* _Page_:
================================
Publié le 01/01/2003 par Jean-Michel Vlaeminckx / Catégorie: Entrevue

Cool. Habillé d'un costume noir de la tête au pied, genre clergyman (pour le contraste, sans aucun doute). Les yeux en alerte derrière des lunettes aux montures ovales, Stéfan Liberski boit à petites gorgées un verre d'eau plate. L'après-midi démarre (heu) il réajuste ses lunettes tandis que nous allumons l'enregistreur Sony et que votre serviteur consulte ses notes. On ne va pas davantage vous présenter Stefan Liberski, les fans de Canal+, d'avant J2M, le connaissent bien ainsi que les auditeurs de la RTBF pour les émissions qu'il animait avec son compère Janin. Le monde est plein de surprises et le talent de Stefan Liberski est d'en provoquer davantage encore.
================================
Lignes enregistrées
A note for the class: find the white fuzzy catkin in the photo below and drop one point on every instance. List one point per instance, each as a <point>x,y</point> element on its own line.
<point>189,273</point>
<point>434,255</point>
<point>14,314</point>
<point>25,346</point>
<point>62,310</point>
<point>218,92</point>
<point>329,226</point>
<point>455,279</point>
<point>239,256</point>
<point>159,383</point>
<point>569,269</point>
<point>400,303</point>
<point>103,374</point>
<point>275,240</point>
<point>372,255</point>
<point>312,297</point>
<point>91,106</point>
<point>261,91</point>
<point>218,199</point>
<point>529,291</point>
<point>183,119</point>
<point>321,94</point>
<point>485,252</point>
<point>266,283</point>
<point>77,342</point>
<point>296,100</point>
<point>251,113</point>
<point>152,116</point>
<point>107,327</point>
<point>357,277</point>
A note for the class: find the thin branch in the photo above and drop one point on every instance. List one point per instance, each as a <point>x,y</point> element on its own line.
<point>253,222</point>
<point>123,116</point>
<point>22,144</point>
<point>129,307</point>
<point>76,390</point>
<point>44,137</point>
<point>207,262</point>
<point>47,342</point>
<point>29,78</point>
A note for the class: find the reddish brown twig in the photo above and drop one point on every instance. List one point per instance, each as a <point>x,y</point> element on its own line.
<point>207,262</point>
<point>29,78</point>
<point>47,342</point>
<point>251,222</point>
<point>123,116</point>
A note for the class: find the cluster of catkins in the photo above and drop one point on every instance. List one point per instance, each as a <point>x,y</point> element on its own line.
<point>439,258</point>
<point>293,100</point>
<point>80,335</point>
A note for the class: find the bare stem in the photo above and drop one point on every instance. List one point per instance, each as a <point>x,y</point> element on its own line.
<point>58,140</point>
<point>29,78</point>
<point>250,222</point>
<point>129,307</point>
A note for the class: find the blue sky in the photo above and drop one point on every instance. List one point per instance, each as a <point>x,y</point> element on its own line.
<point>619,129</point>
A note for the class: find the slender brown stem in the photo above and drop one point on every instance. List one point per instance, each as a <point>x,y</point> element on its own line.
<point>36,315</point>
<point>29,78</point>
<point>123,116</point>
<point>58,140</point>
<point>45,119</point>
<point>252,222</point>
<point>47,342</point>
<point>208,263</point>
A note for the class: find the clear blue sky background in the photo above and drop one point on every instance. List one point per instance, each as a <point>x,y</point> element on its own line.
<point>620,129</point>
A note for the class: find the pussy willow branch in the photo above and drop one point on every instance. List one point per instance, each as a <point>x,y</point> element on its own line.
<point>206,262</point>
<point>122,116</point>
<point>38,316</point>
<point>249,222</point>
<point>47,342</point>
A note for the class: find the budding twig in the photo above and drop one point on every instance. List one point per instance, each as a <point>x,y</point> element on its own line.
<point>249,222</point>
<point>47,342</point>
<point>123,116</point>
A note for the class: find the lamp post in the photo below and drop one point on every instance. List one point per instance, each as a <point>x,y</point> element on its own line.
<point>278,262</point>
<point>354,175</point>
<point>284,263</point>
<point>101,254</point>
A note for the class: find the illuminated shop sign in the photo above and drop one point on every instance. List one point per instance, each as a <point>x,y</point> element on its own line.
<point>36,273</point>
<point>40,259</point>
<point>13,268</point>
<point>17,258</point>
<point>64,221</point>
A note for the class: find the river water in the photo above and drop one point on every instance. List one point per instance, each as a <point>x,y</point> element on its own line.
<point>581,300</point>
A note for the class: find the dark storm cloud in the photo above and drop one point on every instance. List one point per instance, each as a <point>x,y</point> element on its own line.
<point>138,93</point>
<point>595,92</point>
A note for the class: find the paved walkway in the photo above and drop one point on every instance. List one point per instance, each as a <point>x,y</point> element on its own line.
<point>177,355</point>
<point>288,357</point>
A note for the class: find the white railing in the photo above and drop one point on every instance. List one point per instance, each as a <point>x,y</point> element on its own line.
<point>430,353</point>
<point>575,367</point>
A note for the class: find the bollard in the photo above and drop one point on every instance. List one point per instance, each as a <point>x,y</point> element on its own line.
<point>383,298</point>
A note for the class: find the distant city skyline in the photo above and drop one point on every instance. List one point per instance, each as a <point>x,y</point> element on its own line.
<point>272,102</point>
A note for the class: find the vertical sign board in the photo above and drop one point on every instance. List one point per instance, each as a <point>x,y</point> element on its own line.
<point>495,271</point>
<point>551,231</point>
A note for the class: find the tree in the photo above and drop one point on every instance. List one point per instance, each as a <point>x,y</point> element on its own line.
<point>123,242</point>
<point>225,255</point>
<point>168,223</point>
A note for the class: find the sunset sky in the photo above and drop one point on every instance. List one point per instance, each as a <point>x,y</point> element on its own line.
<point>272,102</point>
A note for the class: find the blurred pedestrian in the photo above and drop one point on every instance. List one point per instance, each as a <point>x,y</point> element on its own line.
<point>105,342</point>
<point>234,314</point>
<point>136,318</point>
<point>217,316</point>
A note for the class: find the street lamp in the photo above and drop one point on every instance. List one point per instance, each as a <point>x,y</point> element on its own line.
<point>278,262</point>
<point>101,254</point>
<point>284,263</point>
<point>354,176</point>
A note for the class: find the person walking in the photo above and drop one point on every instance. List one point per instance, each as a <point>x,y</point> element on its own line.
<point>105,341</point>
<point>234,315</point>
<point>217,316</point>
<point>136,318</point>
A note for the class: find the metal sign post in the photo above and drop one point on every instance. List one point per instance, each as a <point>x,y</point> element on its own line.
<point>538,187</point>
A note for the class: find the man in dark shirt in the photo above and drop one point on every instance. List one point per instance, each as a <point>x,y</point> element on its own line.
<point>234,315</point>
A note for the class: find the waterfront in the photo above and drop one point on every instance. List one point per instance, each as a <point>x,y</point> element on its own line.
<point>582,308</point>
================================
Citez fidèlement le passage de l'entrevue avec Stefan Liberski qui va de « Publié le 01/01/2003 » jusqu'à « provoquer davantage encore. » inclus.

* _Réponse_:
Publié le 01/01/2003 par Jean-Michel Vlaeminckx / Catégorie: Entrevue

Cool. Habillé d'un costume noir de la tête au pied, genre clergyman (pour le contraste, sans aucun doute). Les yeux en alerte derrière des lunettes aux montures ovales, Stéfan Liberski boit à petites gorgées un verre d'eau plate. L'après-midi démarre (heu) il réajuste ses lunettes tandis que nous allumons l'enregistreur Sony et que votre serviteur consulte ses notes. On ne va pas davantage vous présenter Stefan Liberski, les fans de Canal+, d'avant J2M, le connaissent bien ainsi que les auditeurs de la RTBF pour les émissions qu'il animait avec son compère Janin. Le monde est plein de surprises et le talent de Stefan Liberski est d'en provoquer davantage encore.